CHECK YOUR UNDERSTANDING:
a. Translate this sentence from the personal essay into Spanish: "I never mentioned that I liked to write, and to paint, and that I wanted to be an interior designer, then a fashion designer, then an inventor when I was a kid."
b. Return a passage of the personal essay verbatim: begin at the words "No, no–this isn’t" and stop after "will to live.".

I have been sitting on quite a lot. For weeks and weeks I have been wanting to write. Not just here, but I have an armada of stories, too, which need development. I mean, if you’ve read me ever you’d recognize I am pretty opinionated, and there has been no shortage of ego challenges to keep me entertained with my own shitty inner dialogue I add to situations. Lately I’ve kind of let that go a lot of the time. Entirely would make me, something less than human I’ve been afraid to discover. I really don’t know but there is a part of me that has been pretty comfortable sitting in my own skin lately, even recognizing the rubble that my person has become right before my eyes.

No, no–this isn’t some sappy woe is me baloney tale, though I’ve told my fair share of those too. I am just kind of over it. I know, I know, you all thought at one time I’m sure, wow, what a strong girl she is, going through all that, thinking I am some kind of mythical thing I am not. I went through all that, as you would, too-paying close attention to the idea, no, the reality that self-preservation is an innate instinct that gets sparked when you need it, and certainly not before. Trust me, many of you will understand this in time–it might take years, it might be tomorrow, but this is something that we all have in us, even with just a spark of will to live.

Admittedly, though, I actually hated everyone who had it easier than me, which means I kind of hated all of you, pretty much every day 24/7. I saw you all enjoying your happy little college lives, your happy little house buying and husband-securing selves. And then you all started having babies, and that made me feel even worse. It fueled the woe is me, poor Deanna bullshit mantra I had fashioned for myself as a sort of armor. It was who I was, what I knew. “Hi, my name is Deanna, I’ve had open heart surgery,” I didn’t care that you didn’t ask, I was going to tell you, because it was the simplest way for me to explain myself to you. I let it be the thing I told you almost first, before I even told you anything else. I never mentioned that I liked to write, and to paint, and that I wanted to be an interior designer, then a fashion designer, then an inventor when I was a kid. It wasn’t relevant once I told you about my heart, because really, wasn’t that enough of a person for me to be? I didn’t know what I liked beyond the superficial things, because they weren’t a part of my daily dialogue, but my damn sickness certainly was. I didn’t know what I was really good, truly excellent at, I didn’t even think to care about that given it really wasn’t a consideration. And really, who has time to figure out what they want to be when they grow up? There are bills to pay and health insurance to secure. And oftentimes I was convinced I was going to be dead soon anyways, so really what was the point?

DATASET:
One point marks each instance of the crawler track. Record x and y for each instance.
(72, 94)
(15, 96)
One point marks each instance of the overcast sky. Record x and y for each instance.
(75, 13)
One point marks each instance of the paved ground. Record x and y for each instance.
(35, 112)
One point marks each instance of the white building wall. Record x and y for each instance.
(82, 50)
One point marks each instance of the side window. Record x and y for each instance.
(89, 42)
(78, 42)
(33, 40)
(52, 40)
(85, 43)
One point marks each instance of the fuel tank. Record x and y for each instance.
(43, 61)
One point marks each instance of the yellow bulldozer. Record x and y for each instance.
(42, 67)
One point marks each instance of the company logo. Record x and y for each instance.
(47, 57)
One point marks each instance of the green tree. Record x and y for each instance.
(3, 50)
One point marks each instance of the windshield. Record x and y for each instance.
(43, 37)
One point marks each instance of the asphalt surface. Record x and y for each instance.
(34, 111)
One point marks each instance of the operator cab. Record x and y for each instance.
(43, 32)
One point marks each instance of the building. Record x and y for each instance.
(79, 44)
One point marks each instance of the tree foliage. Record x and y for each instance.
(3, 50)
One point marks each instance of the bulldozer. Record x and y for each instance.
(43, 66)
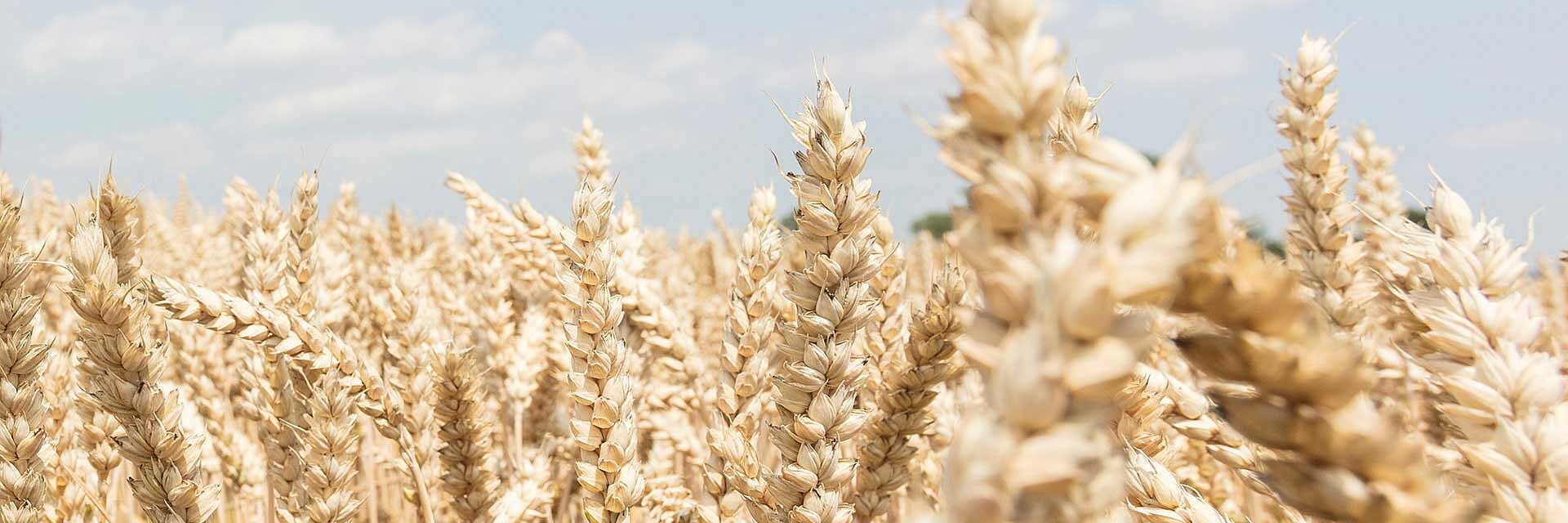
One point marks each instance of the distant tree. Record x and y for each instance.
(1258, 233)
(1418, 216)
(935, 221)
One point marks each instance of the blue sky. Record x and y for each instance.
(392, 95)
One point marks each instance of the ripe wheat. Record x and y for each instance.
(1095, 342)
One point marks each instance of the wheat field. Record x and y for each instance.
(1098, 340)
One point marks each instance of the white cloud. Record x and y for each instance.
(115, 44)
(557, 46)
(1112, 18)
(1186, 68)
(449, 37)
(279, 44)
(177, 146)
(431, 93)
(1506, 136)
(1214, 13)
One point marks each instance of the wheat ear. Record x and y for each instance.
(748, 327)
(821, 379)
(903, 404)
(25, 478)
(604, 418)
(468, 449)
(124, 371)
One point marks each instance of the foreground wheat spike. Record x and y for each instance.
(821, 378)
(466, 426)
(333, 442)
(301, 262)
(1377, 197)
(408, 369)
(1156, 497)
(1319, 239)
(124, 368)
(748, 329)
(308, 349)
(1049, 335)
(1482, 337)
(25, 478)
(604, 418)
(903, 404)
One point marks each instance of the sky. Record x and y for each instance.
(392, 95)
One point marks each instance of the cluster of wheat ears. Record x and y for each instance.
(1097, 342)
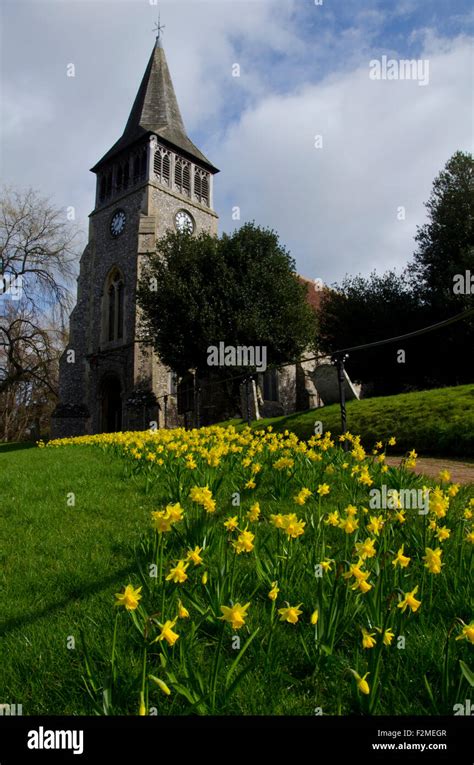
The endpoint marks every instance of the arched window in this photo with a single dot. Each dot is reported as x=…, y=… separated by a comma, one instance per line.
x=143, y=163
x=201, y=186
x=102, y=188
x=136, y=168
x=182, y=176
x=126, y=171
x=162, y=166
x=114, y=314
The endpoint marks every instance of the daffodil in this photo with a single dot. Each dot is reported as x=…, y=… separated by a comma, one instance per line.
x=129, y=597
x=290, y=613
x=376, y=524
x=401, y=559
x=362, y=683
x=409, y=601
x=175, y=512
x=183, y=612
x=244, y=542
x=326, y=564
x=323, y=489
x=178, y=574
x=235, y=615
x=194, y=555
x=274, y=591
x=231, y=523
x=368, y=640
x=366, y=549
x=302, y=496
x=432, y=560
x=254, y=512
x=167, y=632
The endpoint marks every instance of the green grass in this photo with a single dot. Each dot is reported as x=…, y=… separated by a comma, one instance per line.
x=61, y=565
x=437, y=422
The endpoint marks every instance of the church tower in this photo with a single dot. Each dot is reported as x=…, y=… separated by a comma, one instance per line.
x=152, y=180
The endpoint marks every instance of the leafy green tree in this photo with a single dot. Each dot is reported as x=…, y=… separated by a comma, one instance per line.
x=442, y=272
x=363, y=310
x=240, y=289
x=446, y=241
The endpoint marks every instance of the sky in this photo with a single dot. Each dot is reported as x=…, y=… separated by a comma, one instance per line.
x=308, y=143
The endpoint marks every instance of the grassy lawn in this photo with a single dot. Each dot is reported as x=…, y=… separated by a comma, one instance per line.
x=439, y=422
x=61, y=566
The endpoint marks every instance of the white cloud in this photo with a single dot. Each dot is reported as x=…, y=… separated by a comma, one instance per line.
x=383, y=144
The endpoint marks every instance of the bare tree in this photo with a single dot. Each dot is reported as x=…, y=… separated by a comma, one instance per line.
x=38, y=256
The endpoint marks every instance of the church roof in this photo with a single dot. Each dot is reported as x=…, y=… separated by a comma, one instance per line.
x=155, y=110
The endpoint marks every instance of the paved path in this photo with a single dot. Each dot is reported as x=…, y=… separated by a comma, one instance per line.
x=461, y=472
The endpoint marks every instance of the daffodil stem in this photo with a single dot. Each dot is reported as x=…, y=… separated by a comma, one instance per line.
x=114, y=642
x=144, y=674
x=215, y=669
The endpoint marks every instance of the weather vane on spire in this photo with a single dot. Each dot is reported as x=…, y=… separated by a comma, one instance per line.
x=158, y=28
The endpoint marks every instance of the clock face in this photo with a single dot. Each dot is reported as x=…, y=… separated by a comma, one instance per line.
x=184, y=222
x=117, y=224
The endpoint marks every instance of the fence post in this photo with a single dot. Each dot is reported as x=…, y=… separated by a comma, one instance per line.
x=248, y=380
x=339, y=363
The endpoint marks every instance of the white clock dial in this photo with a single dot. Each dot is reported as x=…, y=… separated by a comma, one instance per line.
x=184, y=222
x=117, y=224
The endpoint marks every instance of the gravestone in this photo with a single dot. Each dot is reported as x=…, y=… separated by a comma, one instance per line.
x=326, y=383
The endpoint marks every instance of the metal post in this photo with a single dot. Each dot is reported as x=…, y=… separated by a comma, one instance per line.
x=197, y=404
x=339, y=362
x=247, y=395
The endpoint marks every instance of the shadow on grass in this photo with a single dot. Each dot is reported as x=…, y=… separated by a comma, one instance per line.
x=78, y=592
x=16, y=446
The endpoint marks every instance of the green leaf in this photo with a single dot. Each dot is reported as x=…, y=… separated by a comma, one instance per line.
x=238, y=658
x=468, y=673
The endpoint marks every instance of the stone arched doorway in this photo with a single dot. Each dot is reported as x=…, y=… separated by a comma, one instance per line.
x=111, y=404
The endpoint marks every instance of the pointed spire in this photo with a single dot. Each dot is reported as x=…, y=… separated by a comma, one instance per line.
x=156, y=110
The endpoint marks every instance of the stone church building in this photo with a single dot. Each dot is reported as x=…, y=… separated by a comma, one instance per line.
x=153, y=179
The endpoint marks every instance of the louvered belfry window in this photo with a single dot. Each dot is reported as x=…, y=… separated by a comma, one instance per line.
x=115, y=306
x=162, y=166
x=182, y=176
x=201, y=186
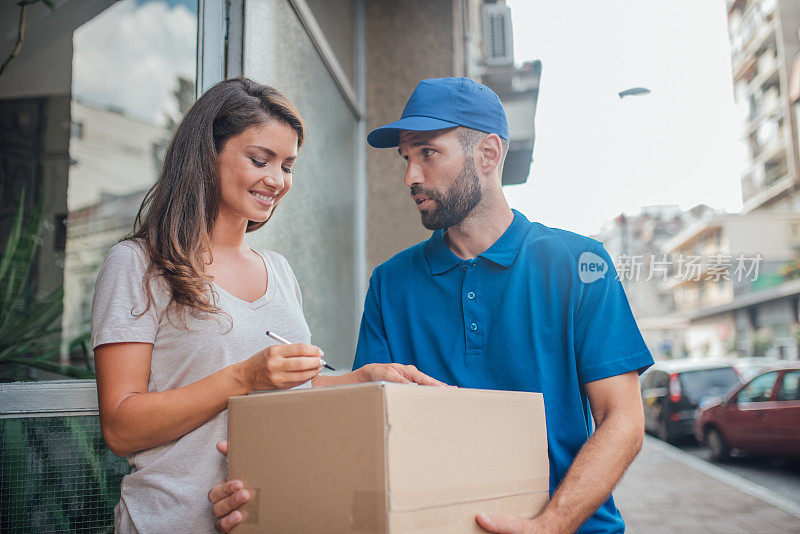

PER-TASK ANSWERS:
a. Nunca mencioné que me gustaba escribir y pintar, y que de niña quería ser diseñadora de interiores, luego diseñadora de moda y luego inventora.

b.
No, no–this isn’t some sappy woe is me baloney tale, though I’ve told my fair share of those too. I am just kind of over it. I know, I know, you all thought at one time I’m sure, wow, what a strong girl she is, going through all that, thinking I am some kind of mythical thing I am not. I went through all that, as you would, too-paying close attention to the idea, no, the reality that self-preservation is an innate instinct that gets sparked when you need it, and certainly not before. Trust me, many of you will understand this in time–it might take years, it might be tomorrow, but this is something that we all have in us, even with just a spark of will to live.